-- RECORD EXCERPTS follows --

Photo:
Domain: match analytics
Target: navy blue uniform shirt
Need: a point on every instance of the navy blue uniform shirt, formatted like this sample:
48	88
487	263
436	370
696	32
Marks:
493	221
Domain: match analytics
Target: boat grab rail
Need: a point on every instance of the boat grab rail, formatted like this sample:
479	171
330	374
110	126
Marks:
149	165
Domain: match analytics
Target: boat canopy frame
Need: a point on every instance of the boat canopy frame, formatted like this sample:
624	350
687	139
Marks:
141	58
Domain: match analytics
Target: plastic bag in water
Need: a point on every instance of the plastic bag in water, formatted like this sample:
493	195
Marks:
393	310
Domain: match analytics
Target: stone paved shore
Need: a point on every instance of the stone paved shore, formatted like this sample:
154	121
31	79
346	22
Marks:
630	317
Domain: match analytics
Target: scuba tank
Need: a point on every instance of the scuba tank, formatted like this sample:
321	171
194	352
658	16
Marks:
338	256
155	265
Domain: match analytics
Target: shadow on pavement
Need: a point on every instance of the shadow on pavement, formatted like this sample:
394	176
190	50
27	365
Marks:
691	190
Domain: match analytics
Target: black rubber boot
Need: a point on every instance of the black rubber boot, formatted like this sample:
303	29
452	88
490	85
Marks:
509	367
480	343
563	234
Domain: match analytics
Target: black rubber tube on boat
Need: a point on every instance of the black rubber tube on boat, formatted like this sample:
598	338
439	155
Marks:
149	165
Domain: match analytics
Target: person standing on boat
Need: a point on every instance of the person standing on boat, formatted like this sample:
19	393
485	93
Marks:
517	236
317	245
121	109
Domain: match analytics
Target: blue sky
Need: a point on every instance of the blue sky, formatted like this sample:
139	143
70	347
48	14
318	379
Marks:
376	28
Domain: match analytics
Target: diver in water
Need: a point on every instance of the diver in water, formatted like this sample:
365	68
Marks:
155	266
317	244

-- RECORD EXCERPTS concluded --

→ **TASK ITEM**:
From the data above, count the lines where "canopy" occurs and give that figure and nothing else.

→ **SOLUTION TO THE PROBLEM**:
2